--- Start QUOTED TEXT ---

EC2 is great because it allowed us to upload a custom disk image configured to have exactly the software configuration we need. So, when the number of users starts increasing, we can turn on more instances and configure them to share the load. The details make this much more complex, of course, since the application itself needs to be built in a way that makes such scalability possible. However, the ease and flexibility of having custom images ready and waiting to be turned on when needed is a huge plus.
However, there are two big downsides to using EC2.
First is that the instances have no permanent storage. Each instance offers 150 GB of local storage, but it’s tied to that particular instance. When the instance is shut down (or crashes), it goes away. Storing data on S3 helps, but S3 uses block oriented storage that’s pretty different from a typical file system, making it difficult to simply treat it as an infinitely sized NFS mount.
Second is that the IP address assigned to the instance isn’t permanent. This leads to a similar problem: if anything references that IP address (either through DNS or any other third party service) and the instances goes down, those references will be broken. (Update 4/3/08: Cool! Amazon fixed this, now it’s possible to reserve a static block of IPs and dynamically assign them to instances.
We solved the first of these problems by implementing an aggressive backup strategy using S3. S3 is effectively an infinitely large storage space with all the replication and high availability features that Amazon’s own web site is built on. In the future the “correct” answer may well be to go with Amazon’s simple DB service. It’s currently in closed beta though, and the model it’s built around isn’t ideal for real-time updates, since there’s a lag between when a request is made to store data and when the request is actually performed.
Frequently changing DNS addresses are common enough to have a standard solution: dynamic DNS.
The second problem, of impermanent IP addresses, is much more straightforward. Frequently changing DNS addresses are common enough to have a standard solution: dynamic DNS.
This application highlights the evolution of web apps as both the underlying infrastructures become simultaneously commoditized and far more customizable, and as individual sites like Facebook begin offering APIs, making them into their own proprietary platforms.

--- End QUOTED TEXT ---
--- Start RECORDED DATA ---

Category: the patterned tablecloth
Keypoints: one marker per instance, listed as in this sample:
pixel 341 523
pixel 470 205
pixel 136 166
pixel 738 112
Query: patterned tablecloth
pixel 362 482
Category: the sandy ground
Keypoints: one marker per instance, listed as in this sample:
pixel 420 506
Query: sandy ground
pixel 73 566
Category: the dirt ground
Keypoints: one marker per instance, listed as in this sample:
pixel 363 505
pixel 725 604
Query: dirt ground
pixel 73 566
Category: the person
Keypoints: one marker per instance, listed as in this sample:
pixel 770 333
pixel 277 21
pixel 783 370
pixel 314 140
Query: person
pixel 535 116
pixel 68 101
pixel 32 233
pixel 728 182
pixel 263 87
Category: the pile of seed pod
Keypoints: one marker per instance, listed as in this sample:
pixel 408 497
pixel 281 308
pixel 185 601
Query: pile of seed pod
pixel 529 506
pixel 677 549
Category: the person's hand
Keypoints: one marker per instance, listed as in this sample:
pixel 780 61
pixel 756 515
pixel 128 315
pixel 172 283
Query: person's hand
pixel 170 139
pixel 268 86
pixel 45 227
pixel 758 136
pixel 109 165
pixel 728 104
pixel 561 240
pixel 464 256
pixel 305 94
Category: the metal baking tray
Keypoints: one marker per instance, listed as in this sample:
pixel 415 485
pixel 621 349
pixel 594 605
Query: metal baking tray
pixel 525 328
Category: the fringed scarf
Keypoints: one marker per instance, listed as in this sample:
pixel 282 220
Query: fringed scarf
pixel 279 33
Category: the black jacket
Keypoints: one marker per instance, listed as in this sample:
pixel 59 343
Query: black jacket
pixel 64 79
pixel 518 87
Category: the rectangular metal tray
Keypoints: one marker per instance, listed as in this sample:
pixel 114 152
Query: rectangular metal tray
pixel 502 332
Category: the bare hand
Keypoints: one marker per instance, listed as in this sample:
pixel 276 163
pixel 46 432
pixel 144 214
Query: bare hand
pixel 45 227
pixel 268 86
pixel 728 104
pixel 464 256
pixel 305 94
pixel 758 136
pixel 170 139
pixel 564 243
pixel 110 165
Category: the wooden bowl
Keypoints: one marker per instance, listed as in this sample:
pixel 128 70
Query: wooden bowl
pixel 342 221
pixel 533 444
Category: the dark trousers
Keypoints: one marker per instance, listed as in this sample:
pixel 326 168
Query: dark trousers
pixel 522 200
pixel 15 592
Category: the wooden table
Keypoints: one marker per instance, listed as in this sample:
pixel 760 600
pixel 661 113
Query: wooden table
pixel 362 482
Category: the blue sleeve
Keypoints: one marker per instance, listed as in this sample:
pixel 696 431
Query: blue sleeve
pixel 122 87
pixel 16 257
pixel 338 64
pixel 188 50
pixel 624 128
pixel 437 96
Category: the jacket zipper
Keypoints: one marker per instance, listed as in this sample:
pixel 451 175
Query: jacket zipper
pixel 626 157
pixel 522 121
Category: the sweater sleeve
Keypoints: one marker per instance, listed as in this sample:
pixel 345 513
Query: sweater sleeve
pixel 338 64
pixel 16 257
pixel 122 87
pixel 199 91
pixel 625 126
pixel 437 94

--- End RECORDED DATA ---

| GIVEN PROBLEM 1 |
Answer these questions about the EC2 text:
(a) How much local storage does each instance offer?
(b) What did the team use to solve the problem of instances having no permanent storage?
(c) What is the standard solution for frequently changing DNS addresses?
| GIVEN PROBLEM 2 |
Can you rewrite the records from the line with "Category: the dirt ground" up to and including the line with "pixel 525 328", renaming "Query" to "Prompt" and leaving everything else unchanged?

| FULL OUTPUT 1 |
(a) 150 GB
(b) An aggressive backup strategy using S3
(c) Dynamic DNS

| FULL OUTPUT 2 |
Category: the dirt ground
Keypoints: one marker per instance, listed as in this sample:
pixel 363 505
pixel 725 604
Prompt: dirt ground
pixel 73 566
Category: the person
Keypoints: one marker per instance, listed as in this sample:
pixel 770 333
pixel 277 21
pixel 783 370
pixel 314 140
Prompt: person
pixel 535 116
pixel 68 101
pixel 32 233
pixel 728 182
pixel 263 87
Category: the pile of seed pod
Keypoints: one marker per instance, listed as in this sample:
pixel 408 497
pixel 281 308
pixel 185 601
Prompt: pile of seed pod
pixel 529 506
pixel 677 549
Category: the person's hand
Keypoints: one marker per instance, listed as in this sample:
pixel 780 61
pixel 756 515
pixel 128 315
pixel 172 283
Prompt: person's hand
pixel 170 139
pixel 268 86
pixel 45 227
pixel 758 136
pixel 109 165
pixel 728 104
pixel 561 240
pixel 464 256
pixel 305 94
Category: the metal baking tray
Keypoints: one marker per instance, listed as in this sample:
pixel 415 485
pixel 621 349
pixel 594 605
Prompt: metal baking tray
pixel 525 328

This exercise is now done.